### ARTICLE
= = =

Plasma Impact Fusion (PIF) is essentially a pulse based energy generation technology. An issue of great importance is the fusion energy output per pulse.

**DESIGN CHOICES:**

Nda = Nta = initial numbers of deuterium and tritium ions

Choose theoretical maximum fusion pulse energy at 1200 MJ. Then:

**Ndd = Ntd** = (1200 MJ / 17.59 MeV) X (1 eV / 1.602 X 10^-19 J)

**= 42.586 X 10^19 ions**

From the energy position of the relative maximum in D-T fusion cross section the theoretical minimum required initial liquid lead kinetic energy Ekld is given by:

Ekld = 2 (2) (Ndd + Ntd) X 120 keV

= 8 X 4.2586 X 10^20 partices X 1.2 X 10^5 eV / particle X 1.602 X 10^-19 J / eV

= 65.492 X 10^6 J

**= 65.492 MJ**

**DEFINITIONS:**

Ri = plasma radius

T = time

T = Tf at Ri = Rif

Ekld = initial liquid lead kinetic energy at Ri = Rid;

T = Tg at Ri = Rig

Rig = plasma radius at which plasma kinetic energy = Ekld / 4

Eklg = (3 / 4) Ekld = liquid lead kinetic energy at Ri = Rig

T = Ti at Ri = Rii

Rii = Rig / 2 = minimum plasma radius

Epi = 4 Epg = plasma thermal energy at Ri = Rii

T = Tk at Ri = Rik = Rig

T = Tl at Ri = Ril = Rif

Nd = number of deuterium ions in plasma

Nd = Ndd at time T = Td

Nd = Ndg at time T = Tg

Nd = Ndi at time T = Ti

Nd = Ndl at time T = Tl

Vd = thermal velocity of deuterium ions

Nt = number of tritium ions in plasma

Vt = thermal velocity of tritium ions

Sigma = average deuterium-tritium fusion cross section for Rii < Ri < Rig

T = time

Vol = plasma volume

**Ri BEHAVIOR:**

In the PIF process for Ri starts at its initial value of:

Ri = Rif,

continues decreasing through:

Ri = Rig

to its minimum value at:

Ri = Rii.

= = =

### SUPPLIED DATA
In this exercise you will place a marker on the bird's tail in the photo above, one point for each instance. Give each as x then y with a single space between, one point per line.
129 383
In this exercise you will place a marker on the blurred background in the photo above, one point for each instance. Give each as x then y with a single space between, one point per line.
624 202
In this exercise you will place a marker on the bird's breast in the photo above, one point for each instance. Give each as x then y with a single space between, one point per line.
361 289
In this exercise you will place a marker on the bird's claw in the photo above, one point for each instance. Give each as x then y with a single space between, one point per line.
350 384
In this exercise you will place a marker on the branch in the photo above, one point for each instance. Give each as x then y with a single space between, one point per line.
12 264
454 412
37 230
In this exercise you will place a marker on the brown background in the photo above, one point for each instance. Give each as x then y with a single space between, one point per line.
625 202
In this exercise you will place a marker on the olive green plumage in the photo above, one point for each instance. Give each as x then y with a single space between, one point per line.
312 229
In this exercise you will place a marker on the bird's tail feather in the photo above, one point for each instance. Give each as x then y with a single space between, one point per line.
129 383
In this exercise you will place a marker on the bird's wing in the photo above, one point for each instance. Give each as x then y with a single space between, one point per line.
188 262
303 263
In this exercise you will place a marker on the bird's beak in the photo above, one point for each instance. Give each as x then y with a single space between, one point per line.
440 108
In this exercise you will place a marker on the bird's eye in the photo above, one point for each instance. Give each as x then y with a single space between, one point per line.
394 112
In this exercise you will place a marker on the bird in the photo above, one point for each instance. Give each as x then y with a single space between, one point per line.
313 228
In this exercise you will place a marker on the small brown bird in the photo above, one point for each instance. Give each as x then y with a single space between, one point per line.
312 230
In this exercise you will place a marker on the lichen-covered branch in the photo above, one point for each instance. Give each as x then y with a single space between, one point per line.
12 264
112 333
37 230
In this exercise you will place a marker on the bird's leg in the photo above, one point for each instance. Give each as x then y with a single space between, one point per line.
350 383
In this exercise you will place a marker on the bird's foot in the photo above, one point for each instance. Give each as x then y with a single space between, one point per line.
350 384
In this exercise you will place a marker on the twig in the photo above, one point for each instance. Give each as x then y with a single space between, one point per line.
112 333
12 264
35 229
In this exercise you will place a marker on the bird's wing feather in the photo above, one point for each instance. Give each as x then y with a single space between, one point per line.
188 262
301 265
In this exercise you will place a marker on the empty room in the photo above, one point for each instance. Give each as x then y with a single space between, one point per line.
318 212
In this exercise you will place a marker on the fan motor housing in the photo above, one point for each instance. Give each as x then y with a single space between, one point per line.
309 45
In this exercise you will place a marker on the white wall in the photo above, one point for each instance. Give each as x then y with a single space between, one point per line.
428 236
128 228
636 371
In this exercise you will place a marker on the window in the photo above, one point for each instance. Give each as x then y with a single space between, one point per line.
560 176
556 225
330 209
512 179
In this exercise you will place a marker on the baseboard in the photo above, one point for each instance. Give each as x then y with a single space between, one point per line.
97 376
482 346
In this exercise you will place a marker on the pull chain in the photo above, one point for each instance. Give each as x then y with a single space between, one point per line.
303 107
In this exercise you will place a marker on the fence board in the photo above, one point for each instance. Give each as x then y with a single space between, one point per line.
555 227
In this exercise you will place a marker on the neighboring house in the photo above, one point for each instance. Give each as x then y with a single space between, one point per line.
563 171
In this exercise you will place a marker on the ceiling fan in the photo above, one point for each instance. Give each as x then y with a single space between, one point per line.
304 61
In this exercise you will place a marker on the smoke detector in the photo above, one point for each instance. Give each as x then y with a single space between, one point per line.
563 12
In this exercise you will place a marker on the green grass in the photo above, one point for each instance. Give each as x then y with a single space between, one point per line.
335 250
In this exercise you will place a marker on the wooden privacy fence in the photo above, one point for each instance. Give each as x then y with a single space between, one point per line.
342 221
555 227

= = =

### BRIEF 1
In the plasma impact fusion text, what value is chosen for the theoretical maximum fusion pulse energy?
### BRIEF 2
Write out the part of the plasma impact fusion text that begins at the words "Nda = Nta = initial" and stops after "X 10^-19 J)".

### COMPLETE RESPONSE 1
1200 MJ

### COMPLETE RESPONSE 2
Nda = Nta = initial numbers of deuterium and tritium ions

Choose theoretical maximum fusion pulse energy at 1200 MJ. Then:

**Ndd = Ntd** = (1200 MJ / 17.59 MeV) X (1 eV / 1.602 X 10^-19 J)